Re: more on pfil and bridging
- From: Julian Elischer <julian@xxxxxxxxxxxx>
- Date: Sat, 21 Oct 2006 20:39:53 -0700
Max Laier wrote:
On Saturday 21 October 2006 03:28, Julian Elischer wrote:
The more I look at this the more I think that it is broken.
Instead of the bridge registering a separate filter queue for itself,
it is using the queues set up by the IP stack.
It should register its own stack and each filter type should
register their own filter functions for that level on the stack.
is there a reason that this is not done? If the answer is simply
ENOTIME then I will volunteer to go through it and do it properly.
I guess so.
suggested changes:
I propose to create filter queues for if_ethersubr.c and if_bridge.c
distinguished by slightly different keys. I also propose to rename
inet_pfil_hook to be inet_pfil_head (or inet_pfil_hooks).
I would also look at following the documentation by seeing whether
we shouldn't be using a DLT/KEY instead of PFIL_AF and AF_INET
as the key type/key.
I think if_ethersubr.c and if_bridge.c should pass to the same pfil hook.
And I'd vote for the current - very sophisticated - if_bridge.c filtering
to stay, at least as opt-in. Otherwise it will be tricky to support
stateful filtering in pf on transparent bridges.

| DATASET RECORDS |
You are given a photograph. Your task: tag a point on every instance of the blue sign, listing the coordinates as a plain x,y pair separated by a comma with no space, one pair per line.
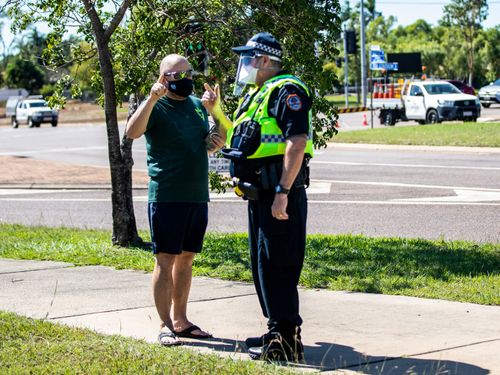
384,66
377,60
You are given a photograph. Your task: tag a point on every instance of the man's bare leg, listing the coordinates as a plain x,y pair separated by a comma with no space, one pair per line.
182,275
162,291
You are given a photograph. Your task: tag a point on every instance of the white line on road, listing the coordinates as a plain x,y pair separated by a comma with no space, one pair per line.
49,150
238,200
405,185
406,165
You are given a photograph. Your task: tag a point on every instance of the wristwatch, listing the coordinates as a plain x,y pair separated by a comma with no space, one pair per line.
281,190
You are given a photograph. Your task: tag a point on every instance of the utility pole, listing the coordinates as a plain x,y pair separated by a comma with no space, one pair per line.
346,76
363,54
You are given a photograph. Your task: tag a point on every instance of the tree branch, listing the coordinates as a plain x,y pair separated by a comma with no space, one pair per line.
94,18
117,19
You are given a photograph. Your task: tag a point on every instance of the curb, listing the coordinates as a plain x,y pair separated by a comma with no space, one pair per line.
63,187
374,146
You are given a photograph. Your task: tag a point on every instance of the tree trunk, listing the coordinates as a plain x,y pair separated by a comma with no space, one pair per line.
120,160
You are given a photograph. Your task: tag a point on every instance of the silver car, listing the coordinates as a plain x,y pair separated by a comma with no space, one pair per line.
490,94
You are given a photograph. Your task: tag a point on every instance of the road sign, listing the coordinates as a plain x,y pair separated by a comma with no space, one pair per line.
384,66
216,164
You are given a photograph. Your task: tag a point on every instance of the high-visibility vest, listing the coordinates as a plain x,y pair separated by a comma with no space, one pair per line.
272,140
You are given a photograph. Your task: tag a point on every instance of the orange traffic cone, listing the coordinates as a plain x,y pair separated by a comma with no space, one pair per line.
391,90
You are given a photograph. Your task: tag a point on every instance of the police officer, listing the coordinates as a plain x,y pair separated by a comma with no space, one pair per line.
270,141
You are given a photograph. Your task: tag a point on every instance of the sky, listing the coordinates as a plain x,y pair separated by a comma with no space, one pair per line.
406,12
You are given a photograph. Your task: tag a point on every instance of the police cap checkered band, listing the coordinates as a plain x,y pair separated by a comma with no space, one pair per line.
262,42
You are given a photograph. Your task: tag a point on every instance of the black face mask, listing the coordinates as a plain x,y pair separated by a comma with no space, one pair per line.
182,87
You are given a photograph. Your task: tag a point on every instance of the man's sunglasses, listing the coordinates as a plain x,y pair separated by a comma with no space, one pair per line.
179,75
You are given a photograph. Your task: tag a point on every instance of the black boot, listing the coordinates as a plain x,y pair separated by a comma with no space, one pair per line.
280,348
253,342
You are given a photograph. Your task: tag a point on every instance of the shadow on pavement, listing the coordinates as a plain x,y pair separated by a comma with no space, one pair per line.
326,356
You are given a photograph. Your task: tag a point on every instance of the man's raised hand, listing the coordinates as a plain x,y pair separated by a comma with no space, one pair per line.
211,97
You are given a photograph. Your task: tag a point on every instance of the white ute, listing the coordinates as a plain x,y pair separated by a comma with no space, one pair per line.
33,112
430,102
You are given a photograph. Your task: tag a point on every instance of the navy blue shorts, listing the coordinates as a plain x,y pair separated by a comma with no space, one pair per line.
177,226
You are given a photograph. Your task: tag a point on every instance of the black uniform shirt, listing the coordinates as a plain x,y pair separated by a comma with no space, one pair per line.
290,106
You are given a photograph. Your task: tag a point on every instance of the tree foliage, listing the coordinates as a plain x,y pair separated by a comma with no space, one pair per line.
465,17
26,74
446,52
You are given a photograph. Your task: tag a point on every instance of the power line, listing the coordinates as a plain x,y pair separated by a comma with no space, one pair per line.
424,3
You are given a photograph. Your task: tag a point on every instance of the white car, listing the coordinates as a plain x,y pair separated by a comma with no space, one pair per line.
435,101
34,112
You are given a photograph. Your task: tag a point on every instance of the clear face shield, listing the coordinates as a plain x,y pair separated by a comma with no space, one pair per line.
246,74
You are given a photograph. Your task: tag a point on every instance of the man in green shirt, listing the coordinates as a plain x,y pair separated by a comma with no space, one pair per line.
175,125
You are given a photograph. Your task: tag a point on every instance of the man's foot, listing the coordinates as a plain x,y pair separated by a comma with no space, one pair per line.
193,332
168,338
252,342
279,349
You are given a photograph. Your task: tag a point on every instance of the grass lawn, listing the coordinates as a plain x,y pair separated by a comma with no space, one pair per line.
29,346
452,270
486,134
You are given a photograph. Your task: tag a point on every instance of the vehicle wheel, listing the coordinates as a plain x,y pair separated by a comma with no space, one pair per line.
389,119
31,123
432,117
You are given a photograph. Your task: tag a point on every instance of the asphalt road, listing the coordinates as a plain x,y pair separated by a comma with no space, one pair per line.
425,193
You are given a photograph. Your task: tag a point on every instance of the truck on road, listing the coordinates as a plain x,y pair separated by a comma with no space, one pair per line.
427,102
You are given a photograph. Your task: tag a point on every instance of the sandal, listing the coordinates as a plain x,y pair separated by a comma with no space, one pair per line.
168,338
188,333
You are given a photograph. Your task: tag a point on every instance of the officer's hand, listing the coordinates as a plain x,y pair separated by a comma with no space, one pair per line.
215,142
211,97
278,209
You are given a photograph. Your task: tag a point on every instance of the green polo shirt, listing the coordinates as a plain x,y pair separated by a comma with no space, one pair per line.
176,151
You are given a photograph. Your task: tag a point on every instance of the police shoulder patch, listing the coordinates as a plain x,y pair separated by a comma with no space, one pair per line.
294,102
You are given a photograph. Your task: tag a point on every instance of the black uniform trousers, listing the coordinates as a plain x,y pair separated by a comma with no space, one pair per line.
277,250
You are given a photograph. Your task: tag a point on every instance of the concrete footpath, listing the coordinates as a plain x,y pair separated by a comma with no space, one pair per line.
342,332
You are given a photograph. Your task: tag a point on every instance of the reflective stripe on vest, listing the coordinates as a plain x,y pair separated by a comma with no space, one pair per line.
272,142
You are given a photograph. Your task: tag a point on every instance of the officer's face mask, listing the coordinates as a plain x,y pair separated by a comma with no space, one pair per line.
246,73
248,67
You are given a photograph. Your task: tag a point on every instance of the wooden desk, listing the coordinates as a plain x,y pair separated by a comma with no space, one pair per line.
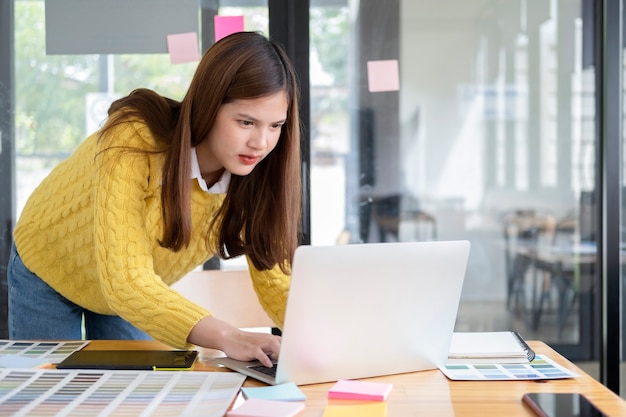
430,393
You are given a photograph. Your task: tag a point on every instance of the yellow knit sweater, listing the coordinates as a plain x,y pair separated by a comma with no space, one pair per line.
91,229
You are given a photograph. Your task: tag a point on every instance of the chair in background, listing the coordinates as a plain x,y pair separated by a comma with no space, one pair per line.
566,266
524,231
390,218
228,294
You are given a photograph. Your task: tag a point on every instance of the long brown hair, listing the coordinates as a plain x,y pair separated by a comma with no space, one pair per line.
261,212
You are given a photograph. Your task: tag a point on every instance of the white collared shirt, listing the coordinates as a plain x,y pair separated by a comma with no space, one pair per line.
219,187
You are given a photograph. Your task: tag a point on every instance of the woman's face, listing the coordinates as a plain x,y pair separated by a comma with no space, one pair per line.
245,132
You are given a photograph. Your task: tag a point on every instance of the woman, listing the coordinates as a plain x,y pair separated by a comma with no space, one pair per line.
162,187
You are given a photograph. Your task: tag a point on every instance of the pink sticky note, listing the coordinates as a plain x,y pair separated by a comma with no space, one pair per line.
225,25
383,75
359,390
256,407
183,47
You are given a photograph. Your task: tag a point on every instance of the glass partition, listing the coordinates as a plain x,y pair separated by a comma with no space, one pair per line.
489,136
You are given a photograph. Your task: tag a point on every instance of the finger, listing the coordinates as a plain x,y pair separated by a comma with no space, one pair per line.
264,359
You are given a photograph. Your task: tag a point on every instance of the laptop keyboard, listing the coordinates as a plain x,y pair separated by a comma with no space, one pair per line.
264,369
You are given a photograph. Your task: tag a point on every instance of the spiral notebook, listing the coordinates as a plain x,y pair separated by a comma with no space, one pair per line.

| REQUEST A |
Sum up the message on pfil and bridging in two sentences.
| REQUEST B |
Say whether each statement agrees with the message on pfil and bridging, answering yes or no and quoting the words of the message that decide it.
(i) The bridge registers a separate filter queue for itself.
(ii) One suggestion is to rename inet_pfil_hook to inet_pfil_head.
(iii) Removing the current if_bridge.c filtering would make stateful filtering in pf on transparent bridges easier to support.
| REQUEST C |
Copy from the message on pfil and bridging the stretch from "It should register" through "inet_pfil_head (or inet_pfil_hooks).".
Answer from the message on pfil and bridging alone.

| FINAL ANSWER A |
The message argues that the bridge is broken because it uses the filter queues set up by the IP stack rather than registering its own, and it proposes separate filter queues for if_ethersubr.c and if_bridge.c, renaming inet_pfil_hook, and considering a DLT/KEY as the key type and key. A contrasting view holds that both files should pass to the same pfil hook and that the current if_bridge.c filtering should stay, at least as opt-in, so that stateful filtering in pf on transparent bridges stays easy to support.

| FINAL ANSWER B |
(i) No: "Instead of the bridge registering a separate filter queue for itself, it is using the queues set up by the IP stack."
(ii) Yes: "I also propose to rename inet_pfil_hook to be inet_pfil_head (or inet_pfil_hooks)."
(iii) No: "Otherwise it will be tricky to support stateful filtering in pf on transparent bridges."

| FINAL ANSWER C |
It should register its own stack and each filter type should
register their own filter functions for that level on the stack.
is there a reason that this is not done? If the answer is simply
ENOTIME then I will volunteer to go through it and do it properly.
I guess so.
suggested changes:
I propose to create filter queues for if_ethersubr.c and if_bridge.c
distinguished by slightly different keys. I also propose to rename
inet_pfil_hook to be inet_pfil_head (or inet_pfil_hooks).